┏━━

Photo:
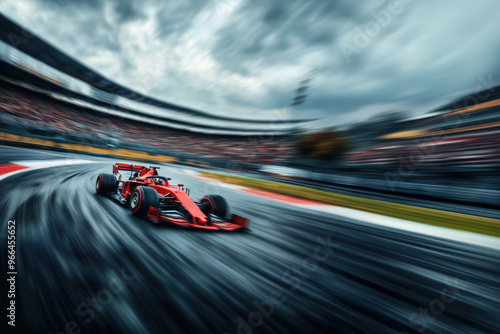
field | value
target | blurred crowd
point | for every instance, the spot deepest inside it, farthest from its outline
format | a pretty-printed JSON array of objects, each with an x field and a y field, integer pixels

┗━━

◆ **Task statement**:
Please render the material as a JSON list of strings, one string per line with blank lines omitted, and leave the pictures out.

◆ **Final result**:
[
  "Photo:",
  "field | value",
  "target | blurred crowd",
  "point | for every instance, the spot deepest inside it, farthest from its outline",
  "format | a pretty-printed JSON array of objects, each with an x field and a y field, integer pixels"
]